A proteção constitucional às carreiras da Administração Tributária no contexto das reformas Administrativa e Tributária
Tributar é um poder atribuído aos entes federativos (União, Estados, Distrito Federal e Municípios) pela Constituição Federal em capítulo específico ao Sistema Tributário Nacional. Tal poder deferido à Administração Tributária é desempenhado pelo Auditor Fiscal e demais agentes do fisco que têm as funções de aplicar, cobrar, arrecadar, fiscalizar, julgar e gerir os tributos. Em papel de relevância, cabe a esses agentes públicos a responsabilidade de dotar o Estado de recursos financeiros necessários para sua manutenção e para o atendimento às necessidades coletivas e individuais na garantia do acesso à educação, saúde, habitação, segurança, justiça formal, desenvolvimento econômico e justiça social.

• **Dados fornecidos**
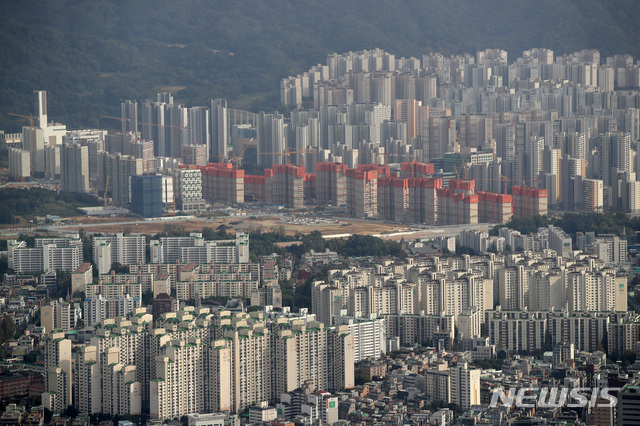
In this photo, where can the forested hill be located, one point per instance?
(91, 54)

• **Requisitos do exercício**
**a.** No texto sobre a Administração Tributária, quem desempenha o poder de tributar deferido a ela?
**b.** No texto sobre a Administração Tributária, reescreva o trecho que começa em "A proteção constitucional" e termina em "e justiça social.", trocando "Auditor Fiscal" por "Fiscal de Tributos".

• **Tarefas resolvidas**
**a.** O Auditor Fiscal e os demais agentes do fisco.

**b.**
A proteção constitucional às carreiras da Administração Tributária no contexto das reformas Administrativa e Tributária
Tributar é um poder atribuído aos entes federativos (União, Estados, Distrito Federal e Municípios) pela Constituição Federal em capítulo específico ao Sistema Tributário Nacional. Tal poder deferido à Administração Tributária é desempenhado pelo Fiscal de Tributos e demais agentes do fisco que têm as funções de aplicar, cobrar, arrecadar, fiscalizar, julgar e gerir os tributos. Em papel de relevância, cabe a esses agentes públicos a responsabilidade de dotar o Estado de recursos financeiros necessários para sua manutenção e para o atendimento às necessidades coletivas e individuais na garantia do acesso à educação, saúde, habitação, segurança, justiça formal, desenvolvimento econômico e justiça social.